======== Document section
American writer (1967–2020)

Laura Caldwell (October 24, 1967 – March 1, 2020) was an American civil trial lawyer and also a law professor at Loyola University Chicago School of Law, founding director of Life After Innocence, published author of 14 novels and two non-fiction books. The latest book she co-edited is "Anatomy of Innocence: Testimonies of the Wrongfully Convicted" (Liveright, 2017), which tells the true stories of over a dozen innocent men and women who were convicted of serious crimes and cast into the maw of a vast and deeply flawed American criminal justice system before eventually, miraculously being exonerated.

With novels published in over 25 countries and translated into more than 13 languages, Caldwell had left the law behind, or so she thought. Research on her sixth novel led her to the criminal case of a young man sitting in a Cook County holding cell for nearly six years without a trial. Compelled by his story, Caldwell joined a renowned criminal defense attorney to defend him, ultimately proving his innocence and inspiring her first nonfiction book, Long Way Home: A Young Man Lost in the System and the Two Women Who Found Him (Free Press, Simon & Schuster).
================
======== Supplied data
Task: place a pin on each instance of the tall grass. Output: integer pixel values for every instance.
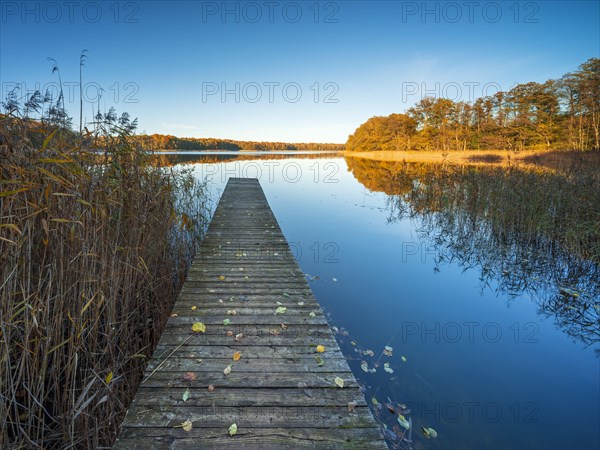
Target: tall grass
(93, 250)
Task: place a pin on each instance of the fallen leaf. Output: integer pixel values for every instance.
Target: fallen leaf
(402, 420)
(429, 433)
(198, 327)
(189, 376)
(233, 429)
(187, 425)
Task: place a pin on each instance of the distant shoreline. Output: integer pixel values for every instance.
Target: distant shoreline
(476, 156)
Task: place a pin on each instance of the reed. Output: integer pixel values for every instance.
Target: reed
(93, 251)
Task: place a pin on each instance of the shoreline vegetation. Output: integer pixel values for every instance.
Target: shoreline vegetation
(94, 248)
(555, 115)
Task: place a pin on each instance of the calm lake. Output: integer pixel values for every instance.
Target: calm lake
(494, 337)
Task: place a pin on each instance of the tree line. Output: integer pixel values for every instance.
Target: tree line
(556, 114)
(169, 142)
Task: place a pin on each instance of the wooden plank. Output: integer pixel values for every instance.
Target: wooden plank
(281, 393)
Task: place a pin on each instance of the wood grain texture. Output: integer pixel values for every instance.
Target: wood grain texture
(281, 393)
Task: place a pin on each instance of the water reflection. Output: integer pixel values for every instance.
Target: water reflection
(525, 231)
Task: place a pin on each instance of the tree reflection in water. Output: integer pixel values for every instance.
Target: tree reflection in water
(527, 230)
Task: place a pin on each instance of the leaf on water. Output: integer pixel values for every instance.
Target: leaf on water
(403, 422)
(198, 327)
(429, 433)
(189, 376)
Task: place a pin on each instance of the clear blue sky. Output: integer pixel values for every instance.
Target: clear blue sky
(301, 71)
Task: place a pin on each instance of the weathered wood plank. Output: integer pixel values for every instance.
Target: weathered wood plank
(281, 393)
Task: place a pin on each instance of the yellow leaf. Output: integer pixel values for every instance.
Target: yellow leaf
(187, 425)
(233, 429)
(198, 327)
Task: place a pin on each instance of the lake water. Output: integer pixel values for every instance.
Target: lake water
(489, 345)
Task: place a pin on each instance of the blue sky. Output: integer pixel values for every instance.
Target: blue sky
(287, 71)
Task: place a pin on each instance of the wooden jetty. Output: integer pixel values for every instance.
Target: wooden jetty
(248, 291)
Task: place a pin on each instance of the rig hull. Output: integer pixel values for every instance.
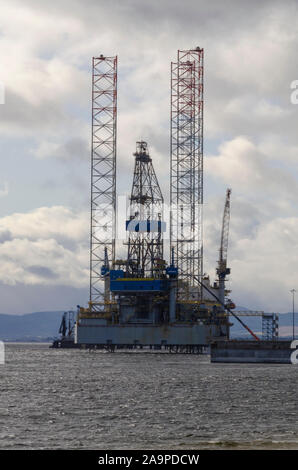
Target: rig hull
(92, 331)
(263, 352)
================
Instructions for the task: According to the biography of Laura Caldwell, how long had the young man she later defended been held in a Cook County holding cell without a trial? The records have nothing to do with this.

Response to the task: Nearly six years.